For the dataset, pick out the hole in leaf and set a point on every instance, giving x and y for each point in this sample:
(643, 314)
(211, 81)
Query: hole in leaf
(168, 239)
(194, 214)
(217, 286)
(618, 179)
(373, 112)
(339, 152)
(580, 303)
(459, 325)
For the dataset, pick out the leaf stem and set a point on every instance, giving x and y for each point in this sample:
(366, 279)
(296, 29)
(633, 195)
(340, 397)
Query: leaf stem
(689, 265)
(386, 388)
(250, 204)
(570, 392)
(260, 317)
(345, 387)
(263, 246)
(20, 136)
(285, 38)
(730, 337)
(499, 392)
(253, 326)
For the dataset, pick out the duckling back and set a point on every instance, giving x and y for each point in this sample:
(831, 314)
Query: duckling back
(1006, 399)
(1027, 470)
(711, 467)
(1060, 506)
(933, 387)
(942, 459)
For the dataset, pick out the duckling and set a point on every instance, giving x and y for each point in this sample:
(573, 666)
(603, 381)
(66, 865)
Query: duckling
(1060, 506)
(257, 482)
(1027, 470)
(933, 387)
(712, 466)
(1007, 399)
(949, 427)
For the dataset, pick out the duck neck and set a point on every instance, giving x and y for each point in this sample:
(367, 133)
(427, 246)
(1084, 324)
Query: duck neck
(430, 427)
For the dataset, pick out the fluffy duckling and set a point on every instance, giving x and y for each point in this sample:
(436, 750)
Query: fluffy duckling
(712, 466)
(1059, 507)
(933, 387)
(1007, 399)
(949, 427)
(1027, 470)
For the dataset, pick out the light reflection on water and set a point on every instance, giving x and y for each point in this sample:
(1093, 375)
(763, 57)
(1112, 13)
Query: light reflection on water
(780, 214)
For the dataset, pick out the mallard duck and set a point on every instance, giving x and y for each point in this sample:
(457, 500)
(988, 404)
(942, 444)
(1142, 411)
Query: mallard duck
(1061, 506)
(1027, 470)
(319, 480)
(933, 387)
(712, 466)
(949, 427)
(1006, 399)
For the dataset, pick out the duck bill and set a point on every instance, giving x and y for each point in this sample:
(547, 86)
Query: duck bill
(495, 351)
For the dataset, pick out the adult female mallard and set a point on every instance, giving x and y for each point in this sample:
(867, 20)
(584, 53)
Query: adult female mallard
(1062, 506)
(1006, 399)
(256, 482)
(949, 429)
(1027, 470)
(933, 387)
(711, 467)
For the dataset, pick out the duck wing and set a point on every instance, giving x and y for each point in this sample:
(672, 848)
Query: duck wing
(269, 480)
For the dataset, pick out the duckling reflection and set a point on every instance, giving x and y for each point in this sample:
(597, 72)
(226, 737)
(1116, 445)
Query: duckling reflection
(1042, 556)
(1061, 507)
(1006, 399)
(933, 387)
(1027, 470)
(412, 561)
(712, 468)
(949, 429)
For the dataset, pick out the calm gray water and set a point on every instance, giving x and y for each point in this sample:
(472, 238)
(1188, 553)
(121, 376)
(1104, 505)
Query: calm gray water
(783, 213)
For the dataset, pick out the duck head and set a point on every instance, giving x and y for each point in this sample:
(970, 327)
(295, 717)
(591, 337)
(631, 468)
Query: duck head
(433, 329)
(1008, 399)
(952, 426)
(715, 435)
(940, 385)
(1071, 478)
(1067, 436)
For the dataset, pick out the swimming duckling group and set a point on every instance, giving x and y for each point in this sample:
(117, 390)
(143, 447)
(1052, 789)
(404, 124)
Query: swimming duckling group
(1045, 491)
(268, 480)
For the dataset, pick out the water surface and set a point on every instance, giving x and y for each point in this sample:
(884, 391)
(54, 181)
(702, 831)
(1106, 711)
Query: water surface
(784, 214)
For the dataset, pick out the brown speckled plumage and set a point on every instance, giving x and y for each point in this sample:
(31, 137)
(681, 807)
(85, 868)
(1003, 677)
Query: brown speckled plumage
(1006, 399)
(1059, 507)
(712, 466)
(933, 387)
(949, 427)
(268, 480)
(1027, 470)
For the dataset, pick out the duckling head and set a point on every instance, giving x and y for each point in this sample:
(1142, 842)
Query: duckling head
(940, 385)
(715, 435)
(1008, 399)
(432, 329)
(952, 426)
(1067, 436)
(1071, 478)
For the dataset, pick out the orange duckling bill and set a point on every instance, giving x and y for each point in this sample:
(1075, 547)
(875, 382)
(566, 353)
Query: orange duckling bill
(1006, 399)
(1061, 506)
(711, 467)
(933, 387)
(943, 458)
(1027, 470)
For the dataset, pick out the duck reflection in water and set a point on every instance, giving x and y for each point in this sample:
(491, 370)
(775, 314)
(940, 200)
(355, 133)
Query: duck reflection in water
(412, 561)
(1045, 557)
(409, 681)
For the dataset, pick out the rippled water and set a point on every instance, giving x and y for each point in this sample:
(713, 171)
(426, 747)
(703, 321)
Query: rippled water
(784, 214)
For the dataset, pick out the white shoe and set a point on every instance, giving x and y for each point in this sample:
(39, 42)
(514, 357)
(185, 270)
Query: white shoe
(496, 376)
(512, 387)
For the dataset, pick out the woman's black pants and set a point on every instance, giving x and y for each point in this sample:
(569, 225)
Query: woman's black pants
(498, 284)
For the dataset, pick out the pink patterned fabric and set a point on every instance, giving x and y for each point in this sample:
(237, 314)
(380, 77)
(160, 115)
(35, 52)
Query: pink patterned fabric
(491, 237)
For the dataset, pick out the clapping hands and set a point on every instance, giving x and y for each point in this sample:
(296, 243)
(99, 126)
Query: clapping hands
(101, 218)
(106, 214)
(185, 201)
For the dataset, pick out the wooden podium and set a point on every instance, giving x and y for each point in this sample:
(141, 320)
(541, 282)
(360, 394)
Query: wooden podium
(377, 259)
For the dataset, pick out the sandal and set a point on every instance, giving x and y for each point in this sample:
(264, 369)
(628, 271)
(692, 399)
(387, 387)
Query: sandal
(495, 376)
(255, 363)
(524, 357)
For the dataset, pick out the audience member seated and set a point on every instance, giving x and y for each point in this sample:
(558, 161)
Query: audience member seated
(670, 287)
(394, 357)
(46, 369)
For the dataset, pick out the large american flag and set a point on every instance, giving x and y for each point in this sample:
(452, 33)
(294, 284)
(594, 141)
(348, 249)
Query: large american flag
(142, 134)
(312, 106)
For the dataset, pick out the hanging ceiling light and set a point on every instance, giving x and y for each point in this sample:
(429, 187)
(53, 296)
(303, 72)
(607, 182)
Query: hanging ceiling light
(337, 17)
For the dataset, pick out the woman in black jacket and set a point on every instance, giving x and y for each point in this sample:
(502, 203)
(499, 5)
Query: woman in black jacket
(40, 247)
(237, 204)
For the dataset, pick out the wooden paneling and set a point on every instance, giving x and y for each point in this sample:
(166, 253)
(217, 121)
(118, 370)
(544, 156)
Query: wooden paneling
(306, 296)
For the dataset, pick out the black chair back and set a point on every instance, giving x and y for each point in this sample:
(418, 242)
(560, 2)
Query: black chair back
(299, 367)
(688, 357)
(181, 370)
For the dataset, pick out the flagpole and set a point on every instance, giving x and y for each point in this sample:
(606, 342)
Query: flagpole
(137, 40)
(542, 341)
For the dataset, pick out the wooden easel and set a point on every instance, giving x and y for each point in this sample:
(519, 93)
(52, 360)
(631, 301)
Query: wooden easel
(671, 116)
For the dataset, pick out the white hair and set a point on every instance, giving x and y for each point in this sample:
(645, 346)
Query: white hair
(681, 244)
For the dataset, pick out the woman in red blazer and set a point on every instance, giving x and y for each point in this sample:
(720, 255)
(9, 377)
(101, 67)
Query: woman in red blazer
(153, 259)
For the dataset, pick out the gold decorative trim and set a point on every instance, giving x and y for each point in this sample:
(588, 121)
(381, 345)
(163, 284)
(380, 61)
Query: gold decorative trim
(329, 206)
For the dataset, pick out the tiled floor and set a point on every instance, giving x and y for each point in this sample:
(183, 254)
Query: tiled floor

#### EXERCISE
Copy out word for word the lines of the listing from the one containing "For the dataset, pick out the white hair" through the end of the listing.

#### PROBLEM SOLUTION
For the dataset, pick out the white hair and set a point on every instance, giving x and y for each point in this sample:
(645, 346)
Query: white hair
(681, 244)
For the dataset, pick out the woman in red blazer and set a point on every instance, giving x and y for each point in this sample:
(720, 255)
(9, 377)
(101, 67)
Query: woman in red blazer
(153, 259)
For the dataset, pick out the gold decorative trim and set a point on every instance, giving x and y for each point in this sample:
(588, 121)
(381, 345)
(163, 284)
(380, 61)
Query: gold decorative trim
(329, 206)
For the dataset, pick out the tiled floor and set a point on every instance, giving x and y for each point in this sample:
(183, 254)
Query: tiled floor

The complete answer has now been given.